__Stored records__

---

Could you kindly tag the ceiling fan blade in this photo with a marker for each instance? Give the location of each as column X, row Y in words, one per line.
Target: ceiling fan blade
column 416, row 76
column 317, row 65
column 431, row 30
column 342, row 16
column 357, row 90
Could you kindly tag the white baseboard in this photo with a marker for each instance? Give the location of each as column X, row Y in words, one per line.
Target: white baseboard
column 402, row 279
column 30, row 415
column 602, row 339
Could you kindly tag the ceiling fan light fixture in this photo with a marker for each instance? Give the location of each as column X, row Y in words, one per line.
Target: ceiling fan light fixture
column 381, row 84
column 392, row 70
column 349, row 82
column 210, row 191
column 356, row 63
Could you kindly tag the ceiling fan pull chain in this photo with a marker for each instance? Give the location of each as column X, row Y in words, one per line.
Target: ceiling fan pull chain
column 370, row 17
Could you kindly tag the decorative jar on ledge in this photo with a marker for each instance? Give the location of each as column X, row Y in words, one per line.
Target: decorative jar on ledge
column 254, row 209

---

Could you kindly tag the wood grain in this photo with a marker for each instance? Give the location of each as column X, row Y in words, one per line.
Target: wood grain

---

__Task statement__
Retype the listing from the line containing "Could you kindly tag the white" up to and including the line containing "column 370, row 17", reproducing each line without alteration.

__Problem solution__
Could you kindly tag the white baseboard in this photo with a marker for each instance? Give the location of each as column X, row Y in words, one per line.
Target: white baseboard
column 402, row 279
column 30, row 415
column 602, row 339
Could you kindly tag the ceiling fan light fixture in this photo with a marker for each instance? Give the location of each as column X, row Y in words, one per line.
Target: ceiling fan light fixture
column 381, row 84
column 392, row 70
column 349, row 82
column 210, row 191
column 356, row 63
Could you kindly tag the ceiling fan pull chain in this photo with a marker for each instance? Give the location of each as column X, row Y in words, one per line.
Target: ceiling fan pull chain
column 370, row 17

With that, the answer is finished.